**Work to do:**
Please copy exactly the lines that begin with the one containing "TARGET = dog's mouth" and end with the last line of the entries.

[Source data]
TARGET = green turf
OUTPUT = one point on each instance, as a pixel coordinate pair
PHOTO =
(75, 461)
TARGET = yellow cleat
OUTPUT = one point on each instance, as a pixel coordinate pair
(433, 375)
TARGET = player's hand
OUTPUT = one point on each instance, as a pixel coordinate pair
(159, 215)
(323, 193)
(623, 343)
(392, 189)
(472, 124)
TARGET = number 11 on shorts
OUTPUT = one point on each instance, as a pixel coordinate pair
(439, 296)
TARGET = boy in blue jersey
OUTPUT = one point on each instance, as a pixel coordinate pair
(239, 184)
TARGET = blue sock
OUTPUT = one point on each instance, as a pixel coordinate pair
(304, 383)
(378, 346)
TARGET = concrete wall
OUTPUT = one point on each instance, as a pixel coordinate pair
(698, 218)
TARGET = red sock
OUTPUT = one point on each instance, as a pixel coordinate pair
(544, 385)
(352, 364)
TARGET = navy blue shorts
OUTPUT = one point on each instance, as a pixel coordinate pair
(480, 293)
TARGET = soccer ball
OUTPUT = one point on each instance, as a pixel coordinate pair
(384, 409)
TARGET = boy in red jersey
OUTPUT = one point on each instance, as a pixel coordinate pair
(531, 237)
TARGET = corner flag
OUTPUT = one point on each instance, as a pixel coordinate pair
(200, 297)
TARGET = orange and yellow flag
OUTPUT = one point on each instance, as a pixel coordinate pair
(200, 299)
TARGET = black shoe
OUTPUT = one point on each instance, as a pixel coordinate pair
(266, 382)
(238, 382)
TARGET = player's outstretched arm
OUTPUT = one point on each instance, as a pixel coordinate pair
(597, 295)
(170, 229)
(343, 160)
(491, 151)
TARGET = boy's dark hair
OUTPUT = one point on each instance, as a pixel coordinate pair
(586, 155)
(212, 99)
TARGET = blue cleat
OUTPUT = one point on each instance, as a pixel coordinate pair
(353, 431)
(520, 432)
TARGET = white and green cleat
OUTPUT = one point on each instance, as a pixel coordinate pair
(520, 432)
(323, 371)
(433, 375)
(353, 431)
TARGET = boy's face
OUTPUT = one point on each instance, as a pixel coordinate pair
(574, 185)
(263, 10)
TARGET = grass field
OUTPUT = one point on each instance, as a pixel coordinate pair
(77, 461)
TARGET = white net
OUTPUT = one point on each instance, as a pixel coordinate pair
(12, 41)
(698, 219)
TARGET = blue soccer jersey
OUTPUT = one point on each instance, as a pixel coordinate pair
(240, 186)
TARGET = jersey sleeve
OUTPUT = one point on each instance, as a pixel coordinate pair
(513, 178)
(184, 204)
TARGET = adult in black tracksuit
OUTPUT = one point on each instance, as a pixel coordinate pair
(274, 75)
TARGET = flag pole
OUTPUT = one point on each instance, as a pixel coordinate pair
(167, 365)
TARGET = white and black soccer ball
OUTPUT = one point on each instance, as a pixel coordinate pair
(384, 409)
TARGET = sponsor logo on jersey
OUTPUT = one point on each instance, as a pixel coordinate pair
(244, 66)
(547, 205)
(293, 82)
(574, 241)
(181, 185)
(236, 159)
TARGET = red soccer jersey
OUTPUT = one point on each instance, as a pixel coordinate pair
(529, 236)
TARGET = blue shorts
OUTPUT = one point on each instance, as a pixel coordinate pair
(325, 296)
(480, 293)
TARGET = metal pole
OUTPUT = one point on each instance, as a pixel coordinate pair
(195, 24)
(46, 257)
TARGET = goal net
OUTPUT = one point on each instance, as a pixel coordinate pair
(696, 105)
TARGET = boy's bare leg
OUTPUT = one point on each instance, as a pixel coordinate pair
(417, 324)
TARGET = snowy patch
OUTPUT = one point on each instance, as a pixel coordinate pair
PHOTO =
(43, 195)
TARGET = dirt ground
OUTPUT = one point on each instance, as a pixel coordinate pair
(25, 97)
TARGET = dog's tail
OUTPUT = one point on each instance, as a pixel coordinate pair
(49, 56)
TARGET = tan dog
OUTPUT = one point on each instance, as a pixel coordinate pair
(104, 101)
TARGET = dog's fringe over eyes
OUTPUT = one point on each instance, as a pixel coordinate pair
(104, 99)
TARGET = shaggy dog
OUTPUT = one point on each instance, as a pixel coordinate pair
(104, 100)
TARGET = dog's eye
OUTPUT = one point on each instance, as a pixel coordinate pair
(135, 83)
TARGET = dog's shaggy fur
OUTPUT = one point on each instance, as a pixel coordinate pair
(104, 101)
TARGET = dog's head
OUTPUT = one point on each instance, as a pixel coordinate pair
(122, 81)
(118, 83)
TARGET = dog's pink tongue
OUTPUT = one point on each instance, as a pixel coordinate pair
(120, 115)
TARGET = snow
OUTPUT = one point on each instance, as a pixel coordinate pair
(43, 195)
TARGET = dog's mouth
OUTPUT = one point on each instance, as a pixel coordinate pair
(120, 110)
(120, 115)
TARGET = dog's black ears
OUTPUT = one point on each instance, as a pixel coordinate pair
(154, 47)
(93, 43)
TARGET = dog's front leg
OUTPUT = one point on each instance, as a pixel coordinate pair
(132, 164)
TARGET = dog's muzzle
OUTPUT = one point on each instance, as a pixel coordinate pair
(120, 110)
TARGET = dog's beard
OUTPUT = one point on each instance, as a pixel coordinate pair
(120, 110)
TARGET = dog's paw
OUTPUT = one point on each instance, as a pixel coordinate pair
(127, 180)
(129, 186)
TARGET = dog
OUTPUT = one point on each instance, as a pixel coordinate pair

**Full response:**
TARGET = dog's mouth
OUTPUT = one point on each instance, as a pixel coordinate pair
(120, 110)
(120, 115)
TARGET = dog's black ears
OUTPUT = one point on each instance, as a pixel coordinate pair
(154, 47)
(93, 43)
TARGET = dog's front leg
OUTPUT = one point on each instance, as a pixel coordinate pair
(132, 164)
TARGET = dog's muzzle
OUTPUT = one point on each instance, as a pixel coordinate pair
(120, 110)
TARGET = dog's beard
OUTPUT = one point on each instance, as a pixel coordinate pair
(120, 110)
TARGET = dog's paw
OUTPUT = one point on each instance, as a pixel coordinate pair
(127, 180)
(129, 186)
TARGET = dog
OUTPUT = one point on each instance, as a pixel coordinate pair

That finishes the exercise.